WORK TO COMPLETE:
Keep the images out while you retype all of the data exactly.

┄┄┄┄┄┄

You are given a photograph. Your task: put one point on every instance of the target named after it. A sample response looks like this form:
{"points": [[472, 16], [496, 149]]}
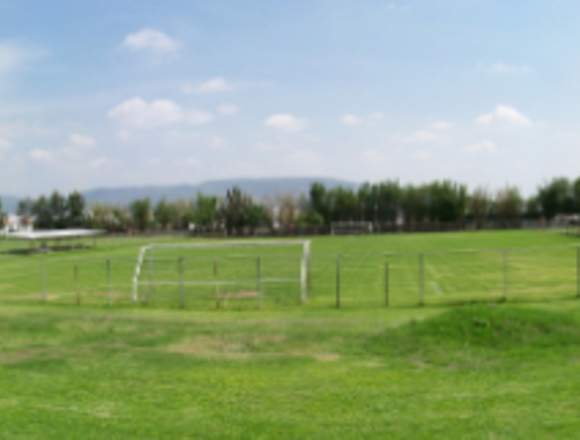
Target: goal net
{"points": [[351, 228], [223, 271]]}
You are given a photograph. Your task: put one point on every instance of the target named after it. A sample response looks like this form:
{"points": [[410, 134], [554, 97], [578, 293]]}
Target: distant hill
{"points": [[9, 203], [259, 188]]}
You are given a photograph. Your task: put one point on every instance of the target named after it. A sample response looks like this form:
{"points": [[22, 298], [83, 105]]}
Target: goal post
{"points": [[207, 253], [351, 227]]}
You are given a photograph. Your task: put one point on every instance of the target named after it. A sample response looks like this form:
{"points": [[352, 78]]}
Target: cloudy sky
{"points": [[130, 92]]}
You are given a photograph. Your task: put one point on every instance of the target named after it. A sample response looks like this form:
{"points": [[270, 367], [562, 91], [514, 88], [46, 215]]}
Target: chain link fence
{"points": [[344, 281]]}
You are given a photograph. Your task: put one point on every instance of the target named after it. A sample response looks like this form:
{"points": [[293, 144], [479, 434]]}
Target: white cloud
{"points": [[197, 117], [351, 120], [213, 85], [423, 155], [81, 140], [285, 122], [152, 40], [422, 136], [4, 147], [441, 126], [504, 114], [227, 109], [136, 113], [99, 162], [372, 156], [40, 155], [13, 56], [485, 146], [501, 68]]}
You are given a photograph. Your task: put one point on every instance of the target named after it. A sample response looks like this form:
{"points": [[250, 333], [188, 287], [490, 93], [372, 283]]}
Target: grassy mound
{"points": [[477, 336]]}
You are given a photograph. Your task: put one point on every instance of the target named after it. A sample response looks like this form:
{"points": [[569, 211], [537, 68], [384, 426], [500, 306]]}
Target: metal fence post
{"points": [[150, 291], [76, 284], [42, 270], [386, 284], [259, 280], [421, 279], [505, 280], [578, 272], [181, 283], [338, 264], [216, 284], [109, 281]]}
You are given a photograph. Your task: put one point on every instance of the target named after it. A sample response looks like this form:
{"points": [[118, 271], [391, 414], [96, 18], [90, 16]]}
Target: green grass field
{"points": [[466, 365]]}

┄┄┄┄┄┄

RESPONSE AREA:
You are given a photograph. Your task: put one point on every instance of the target named after it. A sample response looks like this form:
{"points": [[472, 16], [496, 149]]}
Target: goal net
{"points": [[351, 228], [223, 271]]}
You are given a photograph. Your task: put one point on every instance of the target named after it. A sample response looks like this form:
{"points": [[410, 134], [554, 97], [578, 293]]}
Target: distant hill
{"points": [[9, 203], [259, 188]]}
You are given a photograph. Your task: put one point on every instance of the target named after it. A sample response looks like this form:
{"points": [[22, 298], [83, 105]]}
Target: goal post
{"points": [[207, 253], [351, 227]]}
You are given a photograph. Your task: put one point on every instance of the target named after it. A sample response looks like this form:
{"points": [[352, 78]]}
Target: cloudy sky
{"points": [[130, 92]]}
You are given a photograph. Your task: put one point on every instance of the target named after it. A sample response looks like this form:
{"points": [[270, 367], [562, 91], [514, 88], [46, 215]]}
Target: chain link fence
{"points": [[344, 281]]}
You are given a photograph. Your task: put one point on every instance of the target named after it. A sample response looks like this form:
{"points": [[293, 144], [479, 434]]}
Target: white cloud
{"points": [[197, 117], [351, 120], [213, 85], [423, 155], [81, 140], [285, 122], [152, 40], [422, 136], [4, 147], [441, 126], [504, 114], [227, 109], [136, 113], [99, 162], [372, 156], [40, 155], [13, 56], [485, 146], [501, 68]]}
You are given a photograph. Your task: put one point on every instance of the target named after it. A sample response looks like this form:
{"points": [[250, 333], [188, 287], [490, 93], [372, 283]]}
Target: grassy mound
{"points": [[477, 336]]}
You are given a photograph. Your task: put one point on every instance of the target named after it. A sample response looks like this form:
{"points": [[569, 211], [537, 68], [384, 426], [500, 306]]}
Target: metal fence post
{"points": [[150, 291], [76, 284], [42, 270], [386, 284], [259, 280], [421, 279], [505, 280], [578, 272], [181, 283], [338, 264], [216, 284], [109, 281]]}
You are given a photograph. Your task: put one point on every instance of the target named after it. A sample response looks like this form:
{"points": [[118, 271], [391, 414], [96, 18], [90, 16]]}
Target: green grass field
{"points": [[466, 365]]}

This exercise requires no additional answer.